### Passage given
----
Figure 5a shows the Seebeck coefficients of the Zn_1−xSr_xO (x = 0, 0.005, 0.010, 0.015, 0.020, 0.025) series polycrystalline samples at 300–873 K. The Seebeck coefficients of all samples are negative, corresponding to the N-type electric conduction of ZnO. The absolute value of the thermoelectric potential of the undoped sample decreases with the increase in temperature, while the absolute value of the thermoelectric potential of the doped sample decreases and increases with the increase in temperature. Comparing samples doped with different Sr contents, the higher the doping amount, the smaller the absolute value of thermoelectric potential. This is due to the mutual constraint between the thermoelectric potential S and the carrier concentration n, as shown in Equation (1):

$$S=\pm {\displaystyle \frac{k_B}{e}}\left[\gamma +2+\ln {\displaystyle \frac{2{(2\pi m*k_{B}T)}^{3/2}}{h^{3}n}}\right]$$

(1)
----
### Set task
Decide whether each statement below agrees with the passage on Seebeck coefficients, answering yes or no and quoting the text's deciding words exactly. 1. All of the samples have negative Seebeck coefficients. 2. The absolute value of the thermoelectric potential of the undoped sample goes up as the temperature rises. 3. Samples with more Sr added have a larger absolute value of thermoelectric potential.

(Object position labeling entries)
----
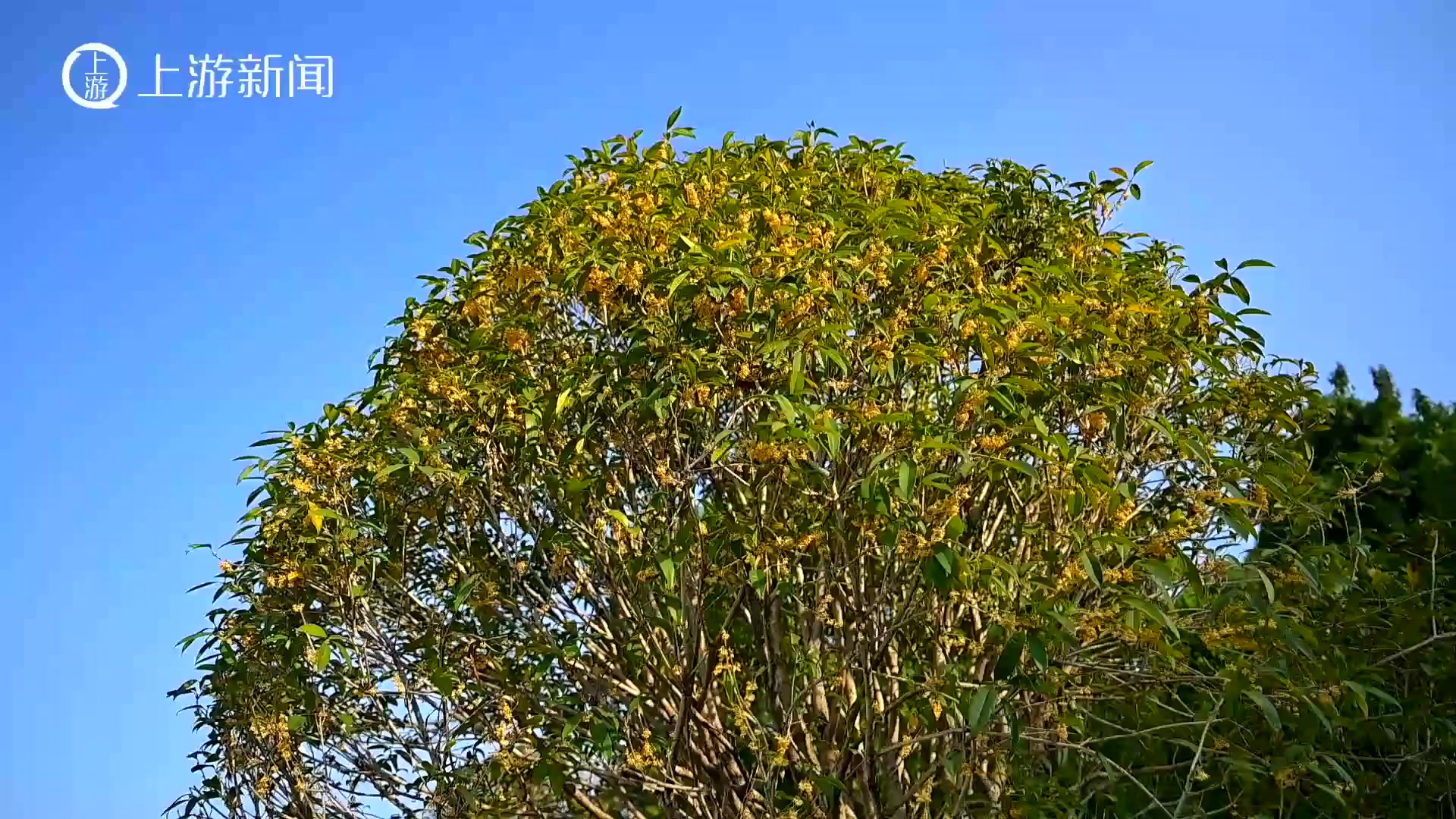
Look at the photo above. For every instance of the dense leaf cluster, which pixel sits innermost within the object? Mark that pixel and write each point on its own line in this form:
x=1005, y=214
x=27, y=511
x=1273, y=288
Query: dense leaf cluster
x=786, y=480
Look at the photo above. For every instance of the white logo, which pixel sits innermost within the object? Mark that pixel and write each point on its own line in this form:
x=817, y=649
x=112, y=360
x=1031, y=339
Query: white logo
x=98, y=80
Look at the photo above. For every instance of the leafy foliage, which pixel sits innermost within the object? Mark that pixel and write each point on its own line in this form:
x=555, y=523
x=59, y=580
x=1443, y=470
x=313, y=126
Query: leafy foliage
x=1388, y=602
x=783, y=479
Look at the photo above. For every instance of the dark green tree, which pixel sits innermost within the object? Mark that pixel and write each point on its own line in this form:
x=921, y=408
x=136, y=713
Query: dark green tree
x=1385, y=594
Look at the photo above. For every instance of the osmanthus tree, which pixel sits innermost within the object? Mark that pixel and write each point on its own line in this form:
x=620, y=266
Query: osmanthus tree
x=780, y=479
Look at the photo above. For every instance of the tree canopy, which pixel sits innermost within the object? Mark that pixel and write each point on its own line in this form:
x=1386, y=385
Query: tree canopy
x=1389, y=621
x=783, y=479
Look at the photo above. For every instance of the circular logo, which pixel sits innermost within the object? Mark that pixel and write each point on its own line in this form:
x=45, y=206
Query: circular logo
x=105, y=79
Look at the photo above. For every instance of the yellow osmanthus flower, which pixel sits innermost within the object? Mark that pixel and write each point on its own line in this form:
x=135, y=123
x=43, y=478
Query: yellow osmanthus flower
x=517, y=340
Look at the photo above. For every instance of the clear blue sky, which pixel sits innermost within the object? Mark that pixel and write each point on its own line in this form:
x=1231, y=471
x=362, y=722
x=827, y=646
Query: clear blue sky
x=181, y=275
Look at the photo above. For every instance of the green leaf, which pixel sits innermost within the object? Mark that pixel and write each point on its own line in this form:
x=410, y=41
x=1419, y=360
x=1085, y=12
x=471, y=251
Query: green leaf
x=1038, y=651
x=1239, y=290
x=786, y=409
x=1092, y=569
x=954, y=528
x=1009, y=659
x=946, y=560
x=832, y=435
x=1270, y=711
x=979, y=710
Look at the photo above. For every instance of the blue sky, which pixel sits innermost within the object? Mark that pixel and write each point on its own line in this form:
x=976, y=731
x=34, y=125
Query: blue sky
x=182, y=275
----
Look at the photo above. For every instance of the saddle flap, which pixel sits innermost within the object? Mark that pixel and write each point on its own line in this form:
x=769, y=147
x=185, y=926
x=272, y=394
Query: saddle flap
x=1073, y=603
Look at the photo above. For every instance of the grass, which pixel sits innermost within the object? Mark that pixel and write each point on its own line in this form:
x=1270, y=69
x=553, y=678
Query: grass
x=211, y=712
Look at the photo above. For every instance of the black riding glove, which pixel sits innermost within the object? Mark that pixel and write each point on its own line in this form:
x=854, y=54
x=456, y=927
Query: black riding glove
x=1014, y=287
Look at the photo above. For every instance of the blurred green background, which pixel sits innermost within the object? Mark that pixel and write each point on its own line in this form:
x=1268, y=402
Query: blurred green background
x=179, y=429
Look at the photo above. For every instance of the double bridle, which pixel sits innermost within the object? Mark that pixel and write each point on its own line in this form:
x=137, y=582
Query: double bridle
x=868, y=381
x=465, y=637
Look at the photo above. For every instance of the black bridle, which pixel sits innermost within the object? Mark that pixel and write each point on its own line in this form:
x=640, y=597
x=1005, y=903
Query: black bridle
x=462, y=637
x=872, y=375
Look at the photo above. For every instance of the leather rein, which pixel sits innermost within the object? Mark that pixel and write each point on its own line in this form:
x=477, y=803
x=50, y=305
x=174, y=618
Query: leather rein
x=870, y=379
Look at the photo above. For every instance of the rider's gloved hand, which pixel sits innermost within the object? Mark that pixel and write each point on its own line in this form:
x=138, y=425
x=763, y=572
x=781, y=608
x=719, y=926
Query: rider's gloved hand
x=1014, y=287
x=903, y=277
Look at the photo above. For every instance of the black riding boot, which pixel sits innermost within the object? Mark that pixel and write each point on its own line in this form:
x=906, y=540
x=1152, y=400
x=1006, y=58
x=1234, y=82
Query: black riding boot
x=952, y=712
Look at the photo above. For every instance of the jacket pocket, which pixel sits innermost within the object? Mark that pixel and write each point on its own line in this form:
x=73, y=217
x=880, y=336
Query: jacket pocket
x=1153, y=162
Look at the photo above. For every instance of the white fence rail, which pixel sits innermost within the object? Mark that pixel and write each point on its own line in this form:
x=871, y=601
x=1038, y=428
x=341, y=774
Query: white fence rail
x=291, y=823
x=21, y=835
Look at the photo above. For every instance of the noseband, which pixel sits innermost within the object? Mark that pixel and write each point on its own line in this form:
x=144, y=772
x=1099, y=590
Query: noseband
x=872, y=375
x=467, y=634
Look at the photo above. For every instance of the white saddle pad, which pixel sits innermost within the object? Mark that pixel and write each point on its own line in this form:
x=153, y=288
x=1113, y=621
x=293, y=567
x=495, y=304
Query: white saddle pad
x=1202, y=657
----
### Written response
1. Yes: "The Seebeck coefficients of all samples are negative"
2. No: "The absolute value of the thermoelectric potential of the undoped sample decreases with the increase in temperature"
3. No: "the higher the doping amount, the smaller the absolute value of thermoelectric potential"